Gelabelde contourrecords
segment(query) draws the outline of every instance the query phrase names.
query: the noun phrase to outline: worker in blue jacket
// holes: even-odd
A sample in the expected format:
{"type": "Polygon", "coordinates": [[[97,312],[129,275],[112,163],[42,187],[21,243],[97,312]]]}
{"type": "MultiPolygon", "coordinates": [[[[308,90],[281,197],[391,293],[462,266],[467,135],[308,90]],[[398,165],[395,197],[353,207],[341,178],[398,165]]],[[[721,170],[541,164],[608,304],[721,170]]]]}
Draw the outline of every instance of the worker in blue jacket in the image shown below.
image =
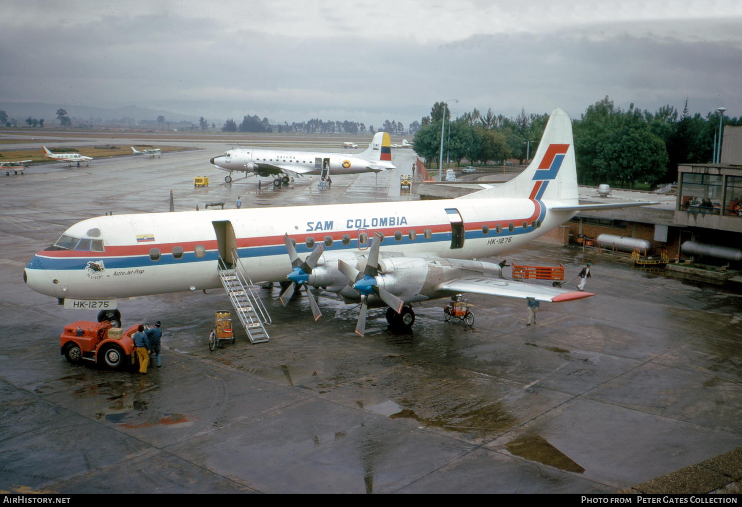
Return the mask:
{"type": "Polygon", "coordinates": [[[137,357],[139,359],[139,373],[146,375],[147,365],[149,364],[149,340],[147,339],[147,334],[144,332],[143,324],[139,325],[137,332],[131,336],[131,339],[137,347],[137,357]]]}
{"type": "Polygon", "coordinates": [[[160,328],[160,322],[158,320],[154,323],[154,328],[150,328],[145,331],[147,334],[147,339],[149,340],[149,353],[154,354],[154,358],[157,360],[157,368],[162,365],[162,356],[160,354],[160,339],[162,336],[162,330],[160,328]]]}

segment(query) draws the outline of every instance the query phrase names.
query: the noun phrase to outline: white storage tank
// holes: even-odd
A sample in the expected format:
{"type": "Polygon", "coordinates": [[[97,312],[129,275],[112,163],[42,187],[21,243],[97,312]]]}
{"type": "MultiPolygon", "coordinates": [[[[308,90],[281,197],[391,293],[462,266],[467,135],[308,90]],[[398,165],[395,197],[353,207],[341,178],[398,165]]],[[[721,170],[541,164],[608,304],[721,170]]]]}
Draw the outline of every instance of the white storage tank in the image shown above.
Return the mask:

Opdrachtdetails
Druk alle bovenstaande records regel voor regel ongewijzigd af. Laat de afbeeldingen daarbij weg.

Verwachte uitvoer
segment(query) draws the outline of every instance the query phrase names.
query: the noun phrase to outline: worker in blue jacket
// holes: even-odd
A sample in the expected format:
{"type": "Polygon", "coordinates": [[[97,312],[129,275],[112,163],[42,187],[21,243],[97,312]]]}
{"type": "MultiPolygon", "coordinates": [[[[308,90],[281,197],[391,293],[462,266],[467,135],[308,90]],[[398,165],[395,197],[353,207],[341,178],[398,165]]],[[[721,170],[541,164],[608,304],[721,170]]]]}
Draw the outline of every instance of the worker in blue jacket in the image shown below.
image =
Return the mask:
{"type": "Polygon", "coordinates": [[[137,357],[139,359],[139,373],[146,375],[147,365],[149,364],[149,340],[147,339],[147,334],[144,332],[143,324],[139,325],[137,332],[131,336],[131,339],[137,347],[137,357]]]}
{"type": "Polygon", "coordinates": [[[160,328],[160,322],[158,320],[154,323],[154,328],[150,328],[145,331],[147,334],[147,339],[149,340],[149,353],[154,354],[154,358],[157,360],[157,368],[162,365],[162,356],[160,354],[160,339],[162,336],[162,330],[160,328]]]}

segment(query) draws the outline of every instance the query phrase names.
query: the noun phrase to outline: white storage tank
// holes: even-odd
A sample in the expected format:
{"type": "Polygon", "coordinates": [[[97,312],[129,275],[112,163],[42,187],[21,243],[97,312]]]}
{"type": "MultiPolygon", "coordinates": [[[[308,90],[281,197],[391,293],[462,266],[467,135],[308,90]],[[398,165],[395,197],[353,207],[341,178],[398,165]]],[[[721,170],[541,164],[608,304],[721,170]]]]}
Draw the outline of every instance of the white storage tank in the image shown above.
Return the mask:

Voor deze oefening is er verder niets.